#### The records

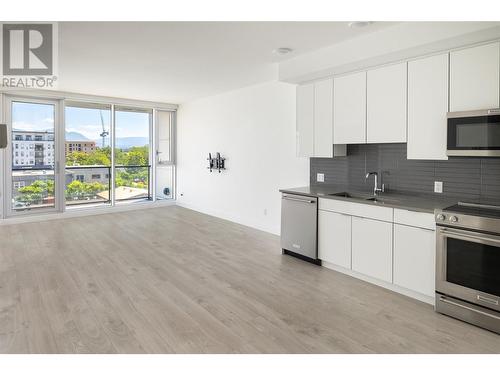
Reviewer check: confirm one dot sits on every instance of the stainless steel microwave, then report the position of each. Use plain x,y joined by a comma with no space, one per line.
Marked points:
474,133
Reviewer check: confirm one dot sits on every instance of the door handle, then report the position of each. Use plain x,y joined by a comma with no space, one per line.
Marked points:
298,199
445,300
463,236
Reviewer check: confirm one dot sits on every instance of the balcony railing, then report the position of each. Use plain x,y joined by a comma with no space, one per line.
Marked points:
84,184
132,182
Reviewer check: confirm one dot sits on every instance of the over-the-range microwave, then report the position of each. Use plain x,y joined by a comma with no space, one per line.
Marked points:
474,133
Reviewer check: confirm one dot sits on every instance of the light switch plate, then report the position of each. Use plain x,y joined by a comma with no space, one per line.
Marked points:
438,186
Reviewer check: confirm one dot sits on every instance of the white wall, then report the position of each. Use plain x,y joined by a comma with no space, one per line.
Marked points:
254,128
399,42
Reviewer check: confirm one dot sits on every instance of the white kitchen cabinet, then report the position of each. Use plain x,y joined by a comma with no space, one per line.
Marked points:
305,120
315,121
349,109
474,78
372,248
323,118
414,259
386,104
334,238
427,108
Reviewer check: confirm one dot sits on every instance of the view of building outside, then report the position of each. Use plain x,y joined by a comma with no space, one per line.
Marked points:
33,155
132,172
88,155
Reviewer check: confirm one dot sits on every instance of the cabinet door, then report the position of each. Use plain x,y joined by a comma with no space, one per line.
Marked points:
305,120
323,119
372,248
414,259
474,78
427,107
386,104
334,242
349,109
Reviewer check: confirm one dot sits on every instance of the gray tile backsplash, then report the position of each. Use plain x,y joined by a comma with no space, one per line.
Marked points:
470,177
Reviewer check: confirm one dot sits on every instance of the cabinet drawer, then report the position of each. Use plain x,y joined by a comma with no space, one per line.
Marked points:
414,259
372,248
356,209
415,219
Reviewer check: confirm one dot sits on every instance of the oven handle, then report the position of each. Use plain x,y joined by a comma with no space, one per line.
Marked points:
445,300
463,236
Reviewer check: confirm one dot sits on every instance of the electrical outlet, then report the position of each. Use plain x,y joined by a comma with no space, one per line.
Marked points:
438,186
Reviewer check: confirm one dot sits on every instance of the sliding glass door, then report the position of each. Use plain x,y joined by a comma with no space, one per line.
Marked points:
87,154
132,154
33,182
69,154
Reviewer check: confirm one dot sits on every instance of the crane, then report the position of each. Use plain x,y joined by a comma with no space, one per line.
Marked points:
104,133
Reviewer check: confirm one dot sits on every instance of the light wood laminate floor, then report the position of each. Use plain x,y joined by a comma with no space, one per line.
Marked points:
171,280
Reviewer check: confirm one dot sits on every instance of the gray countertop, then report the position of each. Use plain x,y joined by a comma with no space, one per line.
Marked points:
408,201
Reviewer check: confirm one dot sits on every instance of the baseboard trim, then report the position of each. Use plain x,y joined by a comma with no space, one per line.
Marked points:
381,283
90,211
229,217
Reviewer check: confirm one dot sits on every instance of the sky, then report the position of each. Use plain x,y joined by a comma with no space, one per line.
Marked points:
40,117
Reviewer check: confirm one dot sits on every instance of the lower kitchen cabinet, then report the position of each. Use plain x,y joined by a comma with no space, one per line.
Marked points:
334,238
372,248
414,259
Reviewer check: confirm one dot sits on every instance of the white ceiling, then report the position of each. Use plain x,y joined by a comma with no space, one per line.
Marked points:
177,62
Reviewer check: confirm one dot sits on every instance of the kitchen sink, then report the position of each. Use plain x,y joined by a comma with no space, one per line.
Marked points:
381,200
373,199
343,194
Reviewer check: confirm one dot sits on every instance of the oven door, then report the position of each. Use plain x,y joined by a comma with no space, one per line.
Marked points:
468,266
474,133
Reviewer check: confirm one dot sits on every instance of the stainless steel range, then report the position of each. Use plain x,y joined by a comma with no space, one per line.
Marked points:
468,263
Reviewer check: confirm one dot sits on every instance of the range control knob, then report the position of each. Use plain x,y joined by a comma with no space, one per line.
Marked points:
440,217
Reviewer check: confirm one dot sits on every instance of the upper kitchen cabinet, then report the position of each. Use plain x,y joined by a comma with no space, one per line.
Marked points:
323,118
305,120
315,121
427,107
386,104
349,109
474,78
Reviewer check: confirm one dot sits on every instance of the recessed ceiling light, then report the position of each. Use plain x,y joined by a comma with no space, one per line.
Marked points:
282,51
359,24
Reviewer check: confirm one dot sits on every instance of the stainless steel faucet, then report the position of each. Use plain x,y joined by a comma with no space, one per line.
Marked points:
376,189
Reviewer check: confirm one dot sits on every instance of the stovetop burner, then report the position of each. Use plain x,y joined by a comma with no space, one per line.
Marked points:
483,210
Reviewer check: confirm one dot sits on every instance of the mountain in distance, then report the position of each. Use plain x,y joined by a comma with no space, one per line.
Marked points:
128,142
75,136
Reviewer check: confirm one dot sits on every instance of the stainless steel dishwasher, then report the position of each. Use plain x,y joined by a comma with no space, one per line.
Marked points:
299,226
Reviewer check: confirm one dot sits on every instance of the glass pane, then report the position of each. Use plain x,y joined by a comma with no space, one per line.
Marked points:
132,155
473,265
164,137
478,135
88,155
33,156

########
#### The records

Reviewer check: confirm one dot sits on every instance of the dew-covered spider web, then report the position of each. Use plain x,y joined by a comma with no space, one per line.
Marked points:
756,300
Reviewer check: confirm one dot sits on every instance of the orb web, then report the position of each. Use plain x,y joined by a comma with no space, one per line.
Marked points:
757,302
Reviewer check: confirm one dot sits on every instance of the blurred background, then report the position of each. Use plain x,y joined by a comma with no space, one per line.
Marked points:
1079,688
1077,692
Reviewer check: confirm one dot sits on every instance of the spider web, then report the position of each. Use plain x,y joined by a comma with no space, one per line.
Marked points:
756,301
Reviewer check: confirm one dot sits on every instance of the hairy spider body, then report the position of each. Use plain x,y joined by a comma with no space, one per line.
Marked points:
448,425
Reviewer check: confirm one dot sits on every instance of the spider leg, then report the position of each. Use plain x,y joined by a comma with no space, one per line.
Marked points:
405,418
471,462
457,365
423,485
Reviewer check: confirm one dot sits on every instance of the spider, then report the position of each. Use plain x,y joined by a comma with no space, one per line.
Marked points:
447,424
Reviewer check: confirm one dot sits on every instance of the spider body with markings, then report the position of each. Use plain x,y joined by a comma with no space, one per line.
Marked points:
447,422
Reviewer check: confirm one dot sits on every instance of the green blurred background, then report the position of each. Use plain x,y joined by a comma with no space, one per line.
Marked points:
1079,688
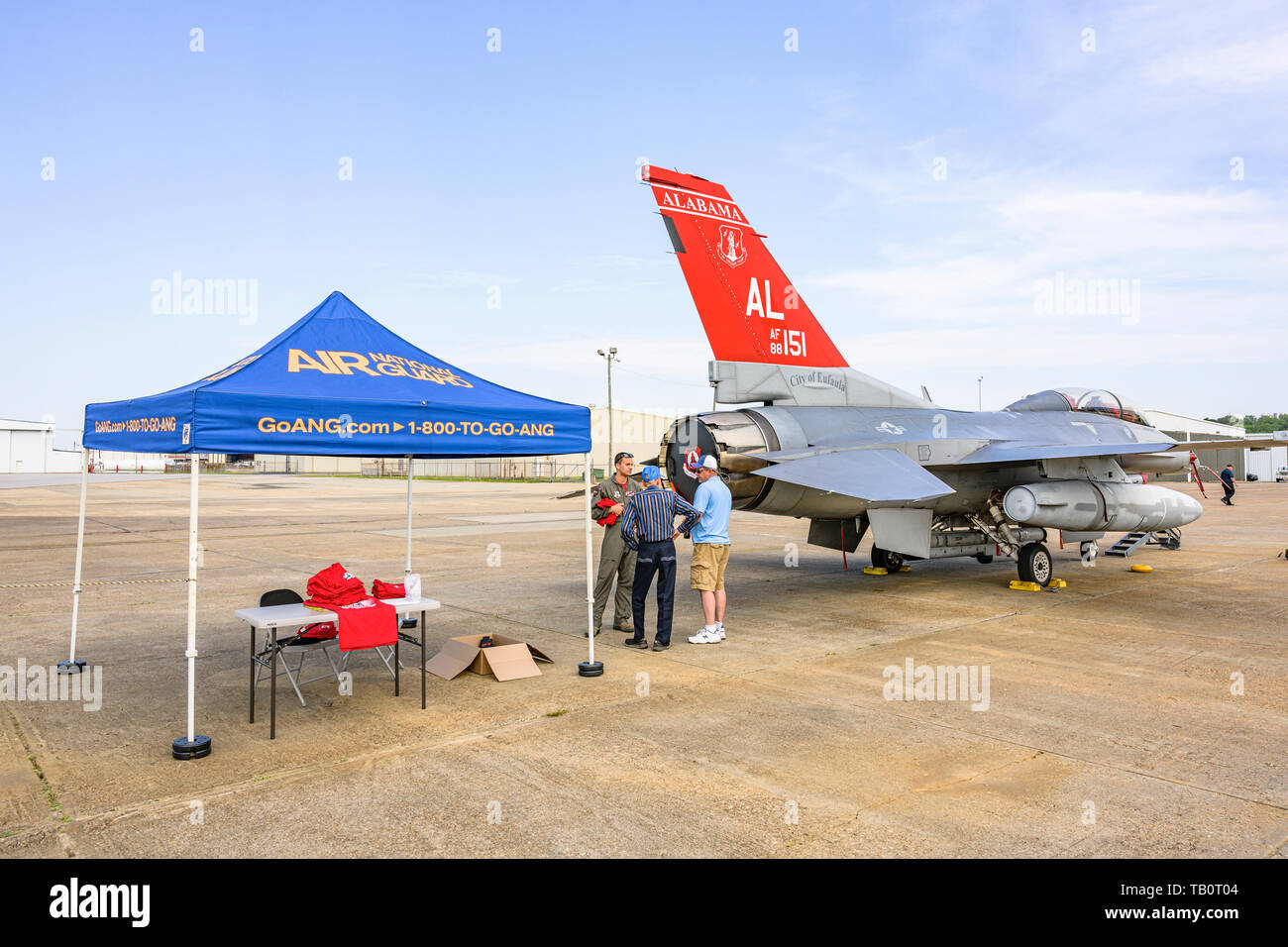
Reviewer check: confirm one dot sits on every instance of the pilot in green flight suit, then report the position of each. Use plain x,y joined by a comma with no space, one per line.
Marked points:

########

Identify each line in the material above that contains the string "body", and copy those lines in full. Case counts.

Reviewer check: confirm one dot sits on every instance of the hairy spider body, then report the position of each. Use plain x,y joined by a comma with no space, one per line.
Reviewer check: confirm one dot sits on every instance of the spider body with markings, then report the position of each. Use plain x,y joined by a comma with no space, one per line.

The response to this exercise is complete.